(Stated task): Please reproduce the material below with "house" swapped for "building" everywhere it occurs, changing nothing else. Leave the pictures out of your answer.

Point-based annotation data
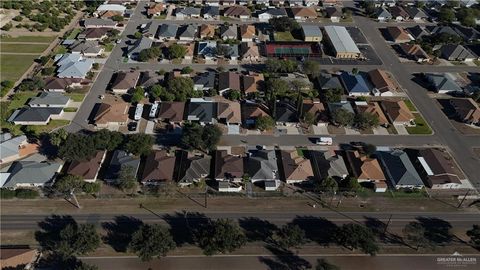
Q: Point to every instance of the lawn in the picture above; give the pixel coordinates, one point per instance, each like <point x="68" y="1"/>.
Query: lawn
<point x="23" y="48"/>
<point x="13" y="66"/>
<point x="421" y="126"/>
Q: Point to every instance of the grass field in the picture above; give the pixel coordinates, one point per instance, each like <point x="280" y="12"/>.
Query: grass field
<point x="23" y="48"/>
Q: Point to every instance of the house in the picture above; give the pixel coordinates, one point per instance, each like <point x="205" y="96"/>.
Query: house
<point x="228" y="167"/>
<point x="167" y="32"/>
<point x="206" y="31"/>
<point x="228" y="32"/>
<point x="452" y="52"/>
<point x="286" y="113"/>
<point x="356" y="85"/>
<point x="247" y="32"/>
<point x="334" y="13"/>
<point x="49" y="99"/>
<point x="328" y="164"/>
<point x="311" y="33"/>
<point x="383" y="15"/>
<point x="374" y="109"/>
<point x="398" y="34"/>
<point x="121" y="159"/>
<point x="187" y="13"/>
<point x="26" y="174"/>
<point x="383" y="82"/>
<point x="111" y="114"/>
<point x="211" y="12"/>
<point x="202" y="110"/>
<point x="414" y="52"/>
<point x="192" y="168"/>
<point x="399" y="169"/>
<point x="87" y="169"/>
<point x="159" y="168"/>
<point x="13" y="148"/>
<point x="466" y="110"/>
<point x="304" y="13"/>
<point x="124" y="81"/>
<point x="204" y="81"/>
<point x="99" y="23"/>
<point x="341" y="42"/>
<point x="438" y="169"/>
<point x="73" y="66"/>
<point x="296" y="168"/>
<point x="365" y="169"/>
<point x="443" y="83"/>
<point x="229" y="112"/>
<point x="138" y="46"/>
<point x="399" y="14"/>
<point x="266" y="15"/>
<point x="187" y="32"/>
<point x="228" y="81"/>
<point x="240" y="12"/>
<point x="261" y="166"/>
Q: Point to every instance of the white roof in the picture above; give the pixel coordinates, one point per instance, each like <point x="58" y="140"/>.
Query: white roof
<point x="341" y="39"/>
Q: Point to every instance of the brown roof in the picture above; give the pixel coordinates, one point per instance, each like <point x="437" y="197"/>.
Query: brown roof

(Completed task):
Q: Point to every instance of the lawn in the picture above; give the pixel coordinates, one point per instance, each like <point x="68" y="1"/>.
Query: lawn
<point x="23" y="48"/>
<point x="13" y="66"/>
<point x="421" y="126"/>
Q: Point to every instance of the grass field in the picture above; give the pixel coordinates, one point per instance, each like <point x="280" y="12"/>.
Query: grass field
<point x="23" y="48"/>
Q: Point to every instance of the building in the picture above; give the pixel coordinates, one point per instance, each like <point x="205" y="96"/>.
Query: building
<point x="228" y="167"/>
<point x="167" y="32"/>
<point x="206" y="31"/>
<point x="228" y="32"/>
<point x="452" y="52"/>
<point x="286" y="113"/>
<point x="356" y="85"/>
<point x="247" y="32"/>
<point x="334" y="13"/>
<point x="49" y="99"/>
<point x="328" y="164"/>
<point x="311" y="33"/>
<point x="383" y="15"/>
<point x="374" y="109"/>
<point x="398" y="34"/>
<point x="121" y="159"/>
<point x="187" y="13"/>
<point x="26" y="174"/>
<point x="383" y="82"/>
<point x="111" y="114"/>
<point x="211" y="12"/>
<point x="202" y="110"/>
<point x="414" y="52"/>
<point x="192" y="168"/>
<point x="399" y="169"/>
<point x="87" y="169"/>
<point x="159" y="168"/>
<point x="13" y="148"/>
<point x="466" y="110"/>
<point x="304" y="13"/>
<point x="124" y="81"/>
<point x="204" y="81"/>
<point x="99" y="23"/>
<point x="341" y="42"/>
<point x="438" y="169"/>
<point x="73" y="66"/>
<point x="296" y="168"/>
<point x="365" y="169"/>
<point x="443" y="83"/>
<point x="229" y="112"/>
<point x="138" y="46"/>
<point x="399" y="14"/>
<point x="266" y="15"/>
<point x="187" y="32"/>
<point x="228" y="81"/>
<point x="240" y="12"/>
<point x="261" y="166"/>
Q: Point to every instance of the white roof in the picture above; give the pixel coordinates, one point per instance, each like <point x="58" y="140"/>.
Query: white roof
<point x="341" y="39"/>
Q: Point to every instance of the brown roof in the picture above; give the pixel coordinates, one point per instance, each like <point x="437" y="197"/>.
Query: brown roof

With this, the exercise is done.